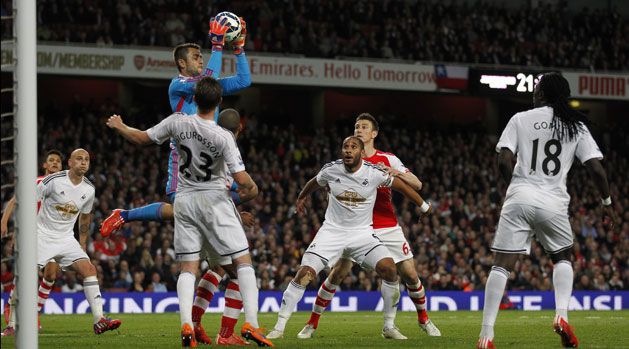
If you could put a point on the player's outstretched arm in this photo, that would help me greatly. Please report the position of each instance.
(85, 220)
(247, 188)
(310, 188)
(406, 190)
(133, 135)
(598, 174)
(505, 164)
(6, 215)
(241, 80)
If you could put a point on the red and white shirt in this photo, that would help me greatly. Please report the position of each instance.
(383, 211)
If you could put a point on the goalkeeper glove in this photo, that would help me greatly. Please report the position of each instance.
(217, 33)
(239, 42)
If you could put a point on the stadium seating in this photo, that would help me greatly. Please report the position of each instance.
(549, 35)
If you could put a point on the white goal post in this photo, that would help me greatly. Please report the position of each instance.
(25, 153)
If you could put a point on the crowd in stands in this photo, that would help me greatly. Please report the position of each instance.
(451, 247)
(545, 34)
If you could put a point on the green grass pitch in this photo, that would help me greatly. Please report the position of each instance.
(514, 329)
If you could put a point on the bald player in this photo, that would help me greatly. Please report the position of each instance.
(66, 196)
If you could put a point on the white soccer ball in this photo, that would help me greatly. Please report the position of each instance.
(233, 22)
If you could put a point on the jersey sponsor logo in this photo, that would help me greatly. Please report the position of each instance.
(67, 210)
(350, 198)
(543, 125)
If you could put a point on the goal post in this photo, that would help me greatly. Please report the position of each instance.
(25, 153)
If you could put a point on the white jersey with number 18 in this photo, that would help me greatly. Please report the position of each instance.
(543, 162)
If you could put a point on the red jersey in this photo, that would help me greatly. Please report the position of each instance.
(383, 211)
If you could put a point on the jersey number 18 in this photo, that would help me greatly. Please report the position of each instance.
(552, 149)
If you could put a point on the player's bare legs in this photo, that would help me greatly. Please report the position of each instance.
(92, 293)
(494, 289)
(185, 294)
(417, 293)
(249, 291)
(233, 305)
(406, 269)
(390, 289)
(292, 295)
(159, 212)
(563, 277)
(45, 286)
(325, 295)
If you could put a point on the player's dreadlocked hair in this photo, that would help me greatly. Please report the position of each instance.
(567, 122)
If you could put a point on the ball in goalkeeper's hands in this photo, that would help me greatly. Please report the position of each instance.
(232, 21)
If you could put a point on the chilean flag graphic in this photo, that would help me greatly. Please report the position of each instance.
(451, 76)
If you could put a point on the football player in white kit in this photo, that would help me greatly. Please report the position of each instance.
(205, 215)
(347, 229)
(545, 141)
(388, 230)
(65, 197)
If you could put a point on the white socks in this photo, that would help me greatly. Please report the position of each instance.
(494, 289)
(185, 293)
(563, 277)
(293, 294)
(391, 297)
(249, 293)
(12, 306)
(92, 294)
(45, 287)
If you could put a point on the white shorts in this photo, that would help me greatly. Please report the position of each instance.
(64, 251)
(208, 217)
(519, 223)
(393, 238)
(331, 243)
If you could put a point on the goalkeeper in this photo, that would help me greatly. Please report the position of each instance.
(189, 62)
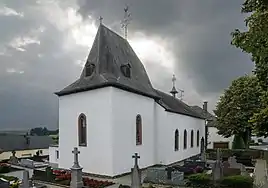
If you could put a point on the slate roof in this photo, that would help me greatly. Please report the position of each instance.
(10, 142)
(108, 53)
(211, 118)
(173, 104)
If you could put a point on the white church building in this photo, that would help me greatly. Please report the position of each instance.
(112, 111)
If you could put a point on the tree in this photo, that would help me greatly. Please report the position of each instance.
(238, 142)
(236, 106)
(255, 42)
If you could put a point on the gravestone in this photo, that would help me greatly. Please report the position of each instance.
(76, 171)
(217, 169)
(233, 163)
(4, 183)
(159, 175)
(136, 173)
(169, 172)
(202, 150)
(231, 167)
(13, 159)
(27, 163)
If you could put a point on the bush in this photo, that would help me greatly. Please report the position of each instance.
(4, 169)
(238, 143)
(9, 178)
(199, 180)
(237, 182)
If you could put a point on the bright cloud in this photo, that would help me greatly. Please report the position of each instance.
(19, 42)
(153, 50)
(6, 11)
(14, 71)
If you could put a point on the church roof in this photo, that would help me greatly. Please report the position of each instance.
(112, 62)
(173, 104)
(108, 63)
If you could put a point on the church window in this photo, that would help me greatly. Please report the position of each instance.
(176, 140)
(185, 139)
(192, 138)
(90, 68)
(138, 130)
(82, 130)
(197, 138)
(125, 69)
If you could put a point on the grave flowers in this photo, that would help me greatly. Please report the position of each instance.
(65, 176)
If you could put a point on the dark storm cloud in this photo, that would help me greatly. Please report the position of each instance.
(200, 31)
(26, 98)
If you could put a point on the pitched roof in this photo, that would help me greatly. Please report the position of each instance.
(172, 104)
(211, 118)
(10, 142)
(108, 54)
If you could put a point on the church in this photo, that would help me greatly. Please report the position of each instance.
(112, 111)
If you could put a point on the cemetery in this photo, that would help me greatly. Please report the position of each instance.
(227, 170)
(63, 177)
(6, 168)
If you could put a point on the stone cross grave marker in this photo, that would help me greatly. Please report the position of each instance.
(136, 157)
(76, 171)
(136, 174)
(233, 163)
(217, 167)
(76, 163)
(26, 179)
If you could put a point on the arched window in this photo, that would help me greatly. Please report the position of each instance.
(197, 138)
(82, 130)
(138, 130)
(192, 138)
(176, 140)
(185, 139)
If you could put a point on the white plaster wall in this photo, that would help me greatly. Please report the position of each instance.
(213, 136)
(125, 107)
(52, 154)
(167, 123)
(96, 105)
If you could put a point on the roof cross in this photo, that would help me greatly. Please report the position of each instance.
(100, 19)
(126, 20)
(136, 157)
(174, 80)
(76, 152)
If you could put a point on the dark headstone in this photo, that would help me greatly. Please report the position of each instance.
(76, 171)
(136, 173)
(169, 173)
(4, 184)
(158, 175)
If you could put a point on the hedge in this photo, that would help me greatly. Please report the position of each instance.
(212, 153)
(237, 182)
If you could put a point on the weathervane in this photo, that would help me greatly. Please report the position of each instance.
(126, 20)
(100, 19)
(174, 90)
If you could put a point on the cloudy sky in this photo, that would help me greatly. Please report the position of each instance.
(44, 43)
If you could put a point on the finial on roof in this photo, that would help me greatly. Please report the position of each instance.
(173, 90)
(126, 20)
(100, 19)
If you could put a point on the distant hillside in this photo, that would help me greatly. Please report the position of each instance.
(21, 132)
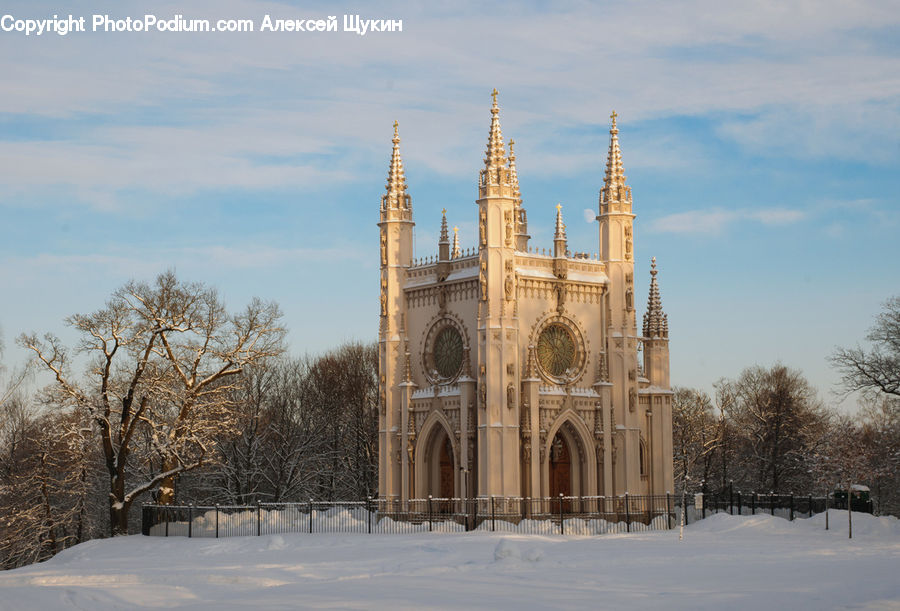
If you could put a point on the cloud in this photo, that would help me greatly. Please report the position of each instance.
(717, 220)
(177, 112)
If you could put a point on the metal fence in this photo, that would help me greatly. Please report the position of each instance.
(567, 515)
(556, 515)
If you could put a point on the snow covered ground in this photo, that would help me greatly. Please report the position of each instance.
(730, 562)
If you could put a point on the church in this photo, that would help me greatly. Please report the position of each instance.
(509, 370)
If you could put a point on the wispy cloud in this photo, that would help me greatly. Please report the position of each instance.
(717, 220)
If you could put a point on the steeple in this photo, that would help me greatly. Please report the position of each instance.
(513, 174)
(521, 218)
(396, 197)
(495, 156)
(559, 238)
(444, 242)
(614, 187)
(656, 323)
(495, 177)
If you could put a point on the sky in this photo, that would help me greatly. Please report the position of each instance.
(760, 140)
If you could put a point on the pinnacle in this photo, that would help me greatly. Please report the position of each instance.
(445, 238)
(495, 156)
(614, 188)
(560, 226)
(396, 183)
(514, 174)
(656, 323)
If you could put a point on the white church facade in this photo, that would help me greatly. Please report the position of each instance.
(511, 371)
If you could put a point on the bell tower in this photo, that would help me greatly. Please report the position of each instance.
(394, 384)
(617, 252)
(498, 354)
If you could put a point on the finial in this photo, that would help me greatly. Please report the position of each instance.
(614, 187)
(396, 196)
(656, 323)
(495, 156)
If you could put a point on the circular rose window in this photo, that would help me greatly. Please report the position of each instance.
(448, 352)
(556, 350)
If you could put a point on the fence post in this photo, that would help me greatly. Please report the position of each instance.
(627, 515)
(668, 511)
(562, 526)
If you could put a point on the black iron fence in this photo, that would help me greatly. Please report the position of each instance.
(556, 515)
(566, 515)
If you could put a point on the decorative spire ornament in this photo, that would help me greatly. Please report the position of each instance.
(614, 187)
(396, 196)
(656, 323)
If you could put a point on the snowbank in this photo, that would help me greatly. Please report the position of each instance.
(724, 562)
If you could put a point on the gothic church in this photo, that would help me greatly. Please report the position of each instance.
(513, 371)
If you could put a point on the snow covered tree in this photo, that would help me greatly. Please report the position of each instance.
(163, 362)
(877, 369)
(777, 422)
(696, 436)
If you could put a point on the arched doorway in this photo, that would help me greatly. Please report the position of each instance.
(445, 481)
(560, 467)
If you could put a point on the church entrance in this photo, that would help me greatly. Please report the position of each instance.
(560, 469)
(446, 469)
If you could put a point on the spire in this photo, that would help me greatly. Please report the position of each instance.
(445, 238)
(559, 238)
(513, 174)
(656, 323)
(495, 157)
(396, 196)
(444, 242)
(614, 188)
(560, 226)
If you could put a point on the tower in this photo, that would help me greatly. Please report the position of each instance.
(498, 366)
(508, 370)
(395, 386)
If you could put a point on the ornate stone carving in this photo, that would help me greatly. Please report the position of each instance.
(482, 228)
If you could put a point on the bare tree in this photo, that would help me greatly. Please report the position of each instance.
(696, 436)
(778, 421)
(163, 358)
(877, 369)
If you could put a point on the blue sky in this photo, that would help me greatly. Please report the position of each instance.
(760, 141)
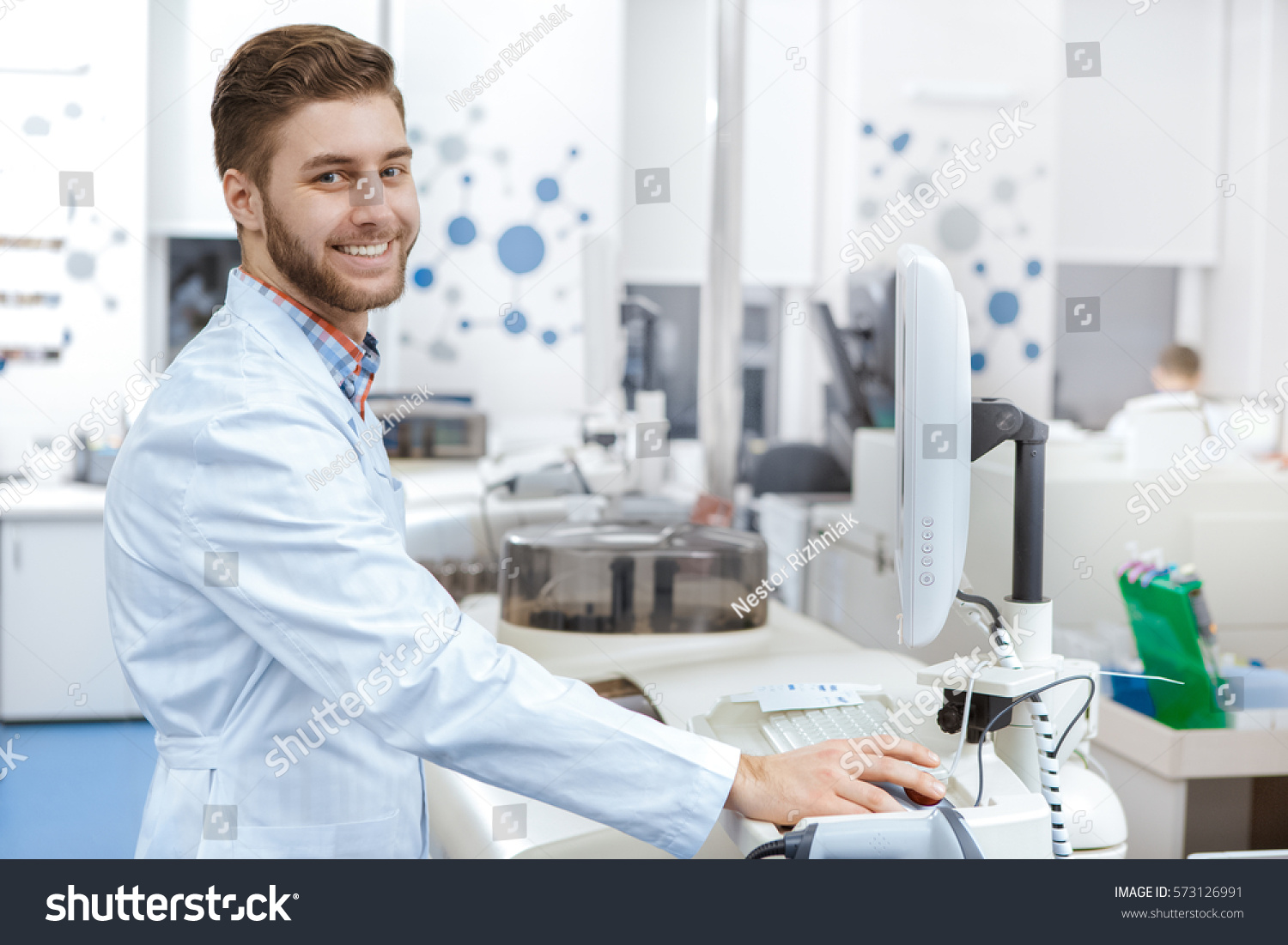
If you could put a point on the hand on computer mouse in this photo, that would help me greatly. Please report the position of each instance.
(823, 779)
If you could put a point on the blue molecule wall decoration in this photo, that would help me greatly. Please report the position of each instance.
(1004, 306)
(461, 231)
(548, 190)
(520, 249)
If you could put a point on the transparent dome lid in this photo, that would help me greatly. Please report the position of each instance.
(631, 577)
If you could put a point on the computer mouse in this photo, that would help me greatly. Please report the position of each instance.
(899, 795)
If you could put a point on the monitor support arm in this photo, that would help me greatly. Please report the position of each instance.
(993, 421)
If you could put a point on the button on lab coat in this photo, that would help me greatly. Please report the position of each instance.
(298, 664)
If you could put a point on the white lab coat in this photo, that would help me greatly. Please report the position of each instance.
(327, 603)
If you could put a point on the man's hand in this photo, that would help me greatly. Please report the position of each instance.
(822, 780)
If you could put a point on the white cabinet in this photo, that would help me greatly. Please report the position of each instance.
(57, 661)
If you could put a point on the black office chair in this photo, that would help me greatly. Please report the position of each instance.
(799, 468)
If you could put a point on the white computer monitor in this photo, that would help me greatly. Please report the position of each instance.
(933, 442)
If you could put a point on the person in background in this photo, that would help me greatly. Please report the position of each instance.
(1179, 371)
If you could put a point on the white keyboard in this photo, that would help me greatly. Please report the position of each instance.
(800, 728)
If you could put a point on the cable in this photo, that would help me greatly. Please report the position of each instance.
(984, 603)
(1048, 759)
(775, 847)
(961, 741)
(1081, 713)
(1017, 702)
(494, 551)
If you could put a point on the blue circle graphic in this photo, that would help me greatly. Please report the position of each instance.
(548, 190)
(1004, 306)
(520, 249)
(461, 231)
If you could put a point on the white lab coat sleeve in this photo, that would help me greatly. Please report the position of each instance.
(325, 585)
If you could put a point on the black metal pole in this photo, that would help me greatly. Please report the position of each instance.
(1030, 509)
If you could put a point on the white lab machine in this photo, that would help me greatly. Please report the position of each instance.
(605, 603)
(1018, 808)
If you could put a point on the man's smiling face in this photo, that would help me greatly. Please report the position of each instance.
(339, 206)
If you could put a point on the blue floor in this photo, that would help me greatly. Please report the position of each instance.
(80, 791)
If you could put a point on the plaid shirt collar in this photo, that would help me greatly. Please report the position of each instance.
(353, 367)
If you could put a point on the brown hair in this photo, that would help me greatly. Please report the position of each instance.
(1179, 360)
(277, 71)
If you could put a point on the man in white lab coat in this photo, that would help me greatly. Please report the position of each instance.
(295, 662)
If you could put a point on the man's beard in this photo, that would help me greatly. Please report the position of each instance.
(317, 280)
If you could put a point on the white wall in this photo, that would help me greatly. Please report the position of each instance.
(1141, 146)
(556, 112)
(938, 71)
(1244, 337)
(669, 107)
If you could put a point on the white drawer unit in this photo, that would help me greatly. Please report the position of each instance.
(57, 661)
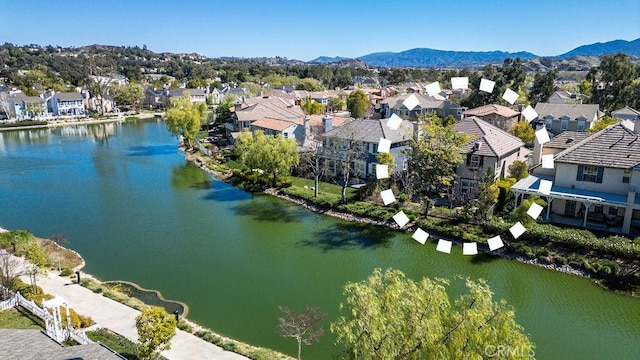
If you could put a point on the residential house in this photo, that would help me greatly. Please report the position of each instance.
(196, 95)
(496, 115)
(360, 139)
(155, 99)
(36, 344)
(593, 182)
(487, 147)
(395, 105)
(626, 113)
(566, 97)
(264, 107)
(561, 117)
(66, 104)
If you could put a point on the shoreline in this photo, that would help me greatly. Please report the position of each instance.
(200, 160)
(79, 121)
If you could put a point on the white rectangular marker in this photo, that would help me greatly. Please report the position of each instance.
(517, 230)
(495, 243)
(410, 102)
(510, 96)
(545, 187)
(387, 196)
(382, 171)
(534, 210)
(384, 145)
(394, 121)
(401, 219)
(470, 249)
(420, 236)
(529, 113)
(487, 85)
(444, 246)
(542, 136)
(547, 161)
(433, 88)
(459, 83)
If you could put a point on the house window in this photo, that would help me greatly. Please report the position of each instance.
(590, 173)
(465, 186)
(474, 164)
(564, 124)
(570, 208)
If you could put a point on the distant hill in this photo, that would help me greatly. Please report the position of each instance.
(423, 57)
(328, 60)
(610, 47)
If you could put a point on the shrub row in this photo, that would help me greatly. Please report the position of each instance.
(614, 245)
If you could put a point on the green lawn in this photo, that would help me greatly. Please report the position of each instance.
(324, 187)
(14, 319)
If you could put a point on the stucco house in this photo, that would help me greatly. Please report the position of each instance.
(561, 117)
(487, 147)
(361, 138)
(593, 182)
(496, 115)
(395, 105)
(66, 104)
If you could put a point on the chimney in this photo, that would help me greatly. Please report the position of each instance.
(537, 147)
(307, 127)
(327, 123)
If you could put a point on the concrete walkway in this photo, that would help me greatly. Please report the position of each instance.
(121, 319)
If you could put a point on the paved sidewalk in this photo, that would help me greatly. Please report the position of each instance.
(121, 319)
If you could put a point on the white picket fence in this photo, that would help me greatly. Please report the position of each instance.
(54, 328)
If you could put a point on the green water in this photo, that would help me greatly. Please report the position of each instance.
(137, 211)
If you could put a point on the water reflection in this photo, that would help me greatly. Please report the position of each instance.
(188, 175)
(347, 236)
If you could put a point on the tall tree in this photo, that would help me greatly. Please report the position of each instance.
(301, 326)
(433, 156)
(357, 103)
(184, 118)
(611, 82)
(275, 155)
(389, 316)
(155, 328)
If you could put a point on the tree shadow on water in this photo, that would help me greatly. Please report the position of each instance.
(349, 236)
(483, 258)
(267, 211)
(152, 150)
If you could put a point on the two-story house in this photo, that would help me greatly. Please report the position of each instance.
(496, 115)
(593, 182)
(561, 117)
(66, 104)
(487, 147)
(358, 140)
(395, 105)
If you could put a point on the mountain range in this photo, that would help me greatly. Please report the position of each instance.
(424, 57)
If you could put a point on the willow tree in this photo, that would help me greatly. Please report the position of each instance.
(274, 155)
(389, 316)
(184, 118)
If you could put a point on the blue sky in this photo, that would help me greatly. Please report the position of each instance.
(305, 30)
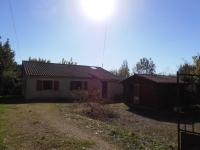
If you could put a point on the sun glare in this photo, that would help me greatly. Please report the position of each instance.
(98, 9)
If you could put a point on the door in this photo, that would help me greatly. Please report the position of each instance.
(104, 88)
(136, 94)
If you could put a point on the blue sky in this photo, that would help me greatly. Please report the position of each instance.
(165, 30)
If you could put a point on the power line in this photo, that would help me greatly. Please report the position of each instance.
(104, 42)
(14, 28)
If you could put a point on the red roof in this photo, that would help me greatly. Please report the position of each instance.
(156, 78)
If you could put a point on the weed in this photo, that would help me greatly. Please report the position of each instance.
(36, 122)
(97, 109)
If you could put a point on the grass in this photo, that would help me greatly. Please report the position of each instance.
(49, 138)
(67, 142)
(121, 136)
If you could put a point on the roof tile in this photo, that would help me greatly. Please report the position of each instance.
(62, 70)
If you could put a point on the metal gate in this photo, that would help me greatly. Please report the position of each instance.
(188, 111)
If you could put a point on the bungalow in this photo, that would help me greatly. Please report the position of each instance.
(56, 81)
(151, 91)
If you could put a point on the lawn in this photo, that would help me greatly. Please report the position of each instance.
(68, 126)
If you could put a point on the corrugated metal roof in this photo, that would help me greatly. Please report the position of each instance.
(155, 78)
(159, 78)
(62, 70)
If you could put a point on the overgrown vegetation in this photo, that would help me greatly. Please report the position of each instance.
(95, 103)
(2, 135)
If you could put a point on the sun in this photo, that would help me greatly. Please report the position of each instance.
(98, 9)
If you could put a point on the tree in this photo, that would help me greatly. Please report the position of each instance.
(196, 67)
(9, 74)
(186, 68)
(39, 60)
(124, 70)
(145, 66)
(68, 62)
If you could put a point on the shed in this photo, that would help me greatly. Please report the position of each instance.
(151, 91)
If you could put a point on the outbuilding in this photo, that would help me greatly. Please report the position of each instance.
(151, 91)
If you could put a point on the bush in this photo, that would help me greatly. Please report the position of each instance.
(96, 104)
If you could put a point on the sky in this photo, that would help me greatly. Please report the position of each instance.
(167, 31)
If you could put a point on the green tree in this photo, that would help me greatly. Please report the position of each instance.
(68, 62)
(145, 66)
(124, 70)
(39, 60)
(196, 67)
(186, 68)
(9, 75)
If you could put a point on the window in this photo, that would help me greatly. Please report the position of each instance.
(75, 85)
(47, 85)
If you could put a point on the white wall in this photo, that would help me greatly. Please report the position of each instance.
(114, 88)
(64, 88)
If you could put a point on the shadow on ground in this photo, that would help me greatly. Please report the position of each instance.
(21, 100)
(163, 115)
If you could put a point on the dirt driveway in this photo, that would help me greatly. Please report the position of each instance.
(45, 126)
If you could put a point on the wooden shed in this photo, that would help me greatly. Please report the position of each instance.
(152, 91)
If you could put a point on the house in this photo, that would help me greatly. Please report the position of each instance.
(56, 81)
(151, 91)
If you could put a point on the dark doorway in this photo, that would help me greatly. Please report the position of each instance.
(104, 88)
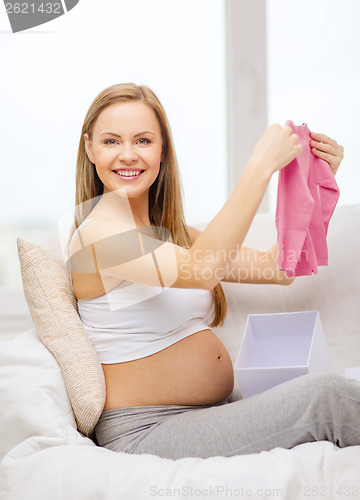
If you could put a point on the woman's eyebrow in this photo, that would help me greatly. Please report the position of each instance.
(117, 135)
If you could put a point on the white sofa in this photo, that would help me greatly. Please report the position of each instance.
(44, 457)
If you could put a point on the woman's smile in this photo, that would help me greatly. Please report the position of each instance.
(128, 174)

What the task requires: The answer must consist solely of the lines from the one with "If you could put a point on the green tree" through the final line of the data, each reproduced exactly and with pictures omitted.

Solution:
If you could put a point on the green tree in this photo, that would help me greatly. Please report the position of each instance.
(68, 62)
(145, 66)
(124, 70)
(39, 60)
(196, 67)
(186, 68)
(9, 75)
If you could put a point on the window in this photo, that would help me greatly. Please report the position of each instance.
(75, 85)
(47, 85)
If you could put a point on the white wall in this photo, that would help me greatly. Please report the position of each instance.
(114, 88)
(64, 88)
If you could put a point on the shadow on ground in this photo, that would help me greatly. Please report the position of each instance.
(21, 100)
(163, 115)
If you could put a point on the dirt driveway in this photo, that would help me greatly. Please report the position of each instance.
(45, 126)
If you could put a point on the wooden shed in this photo, that would help me greatly. Please report the position of each instance.
(152, 91)
If you could put a point on the house in this photo, that would help me greatly. Please report the position of each instance.
(56, 81)
(151, 91)
If you could put a point on the dark doorway in this photo, that would help me greatly. Please report the position of each instance.
(104, 88)
If you could put a point on the woman's eyebrow in this photo, that would help me greatly. Please report the position of each instance.
(117, 135)
If you could put a point on the white sofa in this photo, that would help me greatly. Please report the position of each instance.
(44, 457)
If you could put a point on the woman's smile in this photo, that would help me greatly. Please report the position of each instance.
(128, 174)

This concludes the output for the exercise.